**Task prompt:** Rewrite the lines between the one holding "Practice step: locate the ceiling" and the one holding "x=121, y=268", inclusive, changing "pixel coordinates" to "image coordinates" and keeping everything else the same. Give only those lines, without the picture.
— Begin Task inputs —
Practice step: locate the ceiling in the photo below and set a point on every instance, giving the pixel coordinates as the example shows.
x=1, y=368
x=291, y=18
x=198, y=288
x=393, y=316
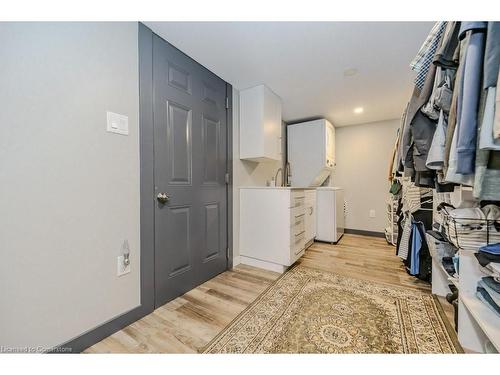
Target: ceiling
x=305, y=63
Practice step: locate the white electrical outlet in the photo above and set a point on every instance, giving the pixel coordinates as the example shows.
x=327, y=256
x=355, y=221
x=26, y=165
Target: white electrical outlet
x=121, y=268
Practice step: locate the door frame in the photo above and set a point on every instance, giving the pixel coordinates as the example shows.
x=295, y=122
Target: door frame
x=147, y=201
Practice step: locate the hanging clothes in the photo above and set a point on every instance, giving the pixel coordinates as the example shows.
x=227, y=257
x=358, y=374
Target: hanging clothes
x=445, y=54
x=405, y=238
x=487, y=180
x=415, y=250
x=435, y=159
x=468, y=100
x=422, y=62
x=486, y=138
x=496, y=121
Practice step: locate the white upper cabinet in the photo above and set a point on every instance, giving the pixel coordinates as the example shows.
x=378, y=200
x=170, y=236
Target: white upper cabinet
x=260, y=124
— End Task inputs —
— Begin Task inputs —
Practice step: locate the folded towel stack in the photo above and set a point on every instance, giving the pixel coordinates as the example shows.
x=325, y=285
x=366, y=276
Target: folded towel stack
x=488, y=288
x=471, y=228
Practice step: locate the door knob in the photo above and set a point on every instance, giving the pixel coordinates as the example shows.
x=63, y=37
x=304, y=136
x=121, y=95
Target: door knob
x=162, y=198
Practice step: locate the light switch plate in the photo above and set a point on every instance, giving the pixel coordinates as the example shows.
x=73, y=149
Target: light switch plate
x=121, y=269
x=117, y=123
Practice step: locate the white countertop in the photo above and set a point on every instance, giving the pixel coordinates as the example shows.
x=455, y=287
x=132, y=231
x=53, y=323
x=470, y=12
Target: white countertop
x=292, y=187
— End Task inputs —
— Begin Task inputs —
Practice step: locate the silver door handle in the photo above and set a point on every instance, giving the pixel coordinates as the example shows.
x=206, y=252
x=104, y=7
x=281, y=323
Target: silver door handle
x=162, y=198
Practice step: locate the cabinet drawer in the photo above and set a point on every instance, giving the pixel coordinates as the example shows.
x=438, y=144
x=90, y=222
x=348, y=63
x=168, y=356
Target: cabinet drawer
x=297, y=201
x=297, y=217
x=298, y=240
— End Task inputs —
**Response to this exercise:**
Practice step: locate the ceiling in the photo below and set a point on every instance, giving the image coordinates as the example shows.
x=1, y=368
x=291, y=18
x=198, y=288
x=393, y=316
Target: ceiling
x=305, y=63
Practice step: locate the white electrical outlet in the photo above and set a point on every instance, giving the image coordinates as the example shows.
x=327, y=256
x=355, y=221
x=26, y=165
Target: white electrical outlet
x=121, y=268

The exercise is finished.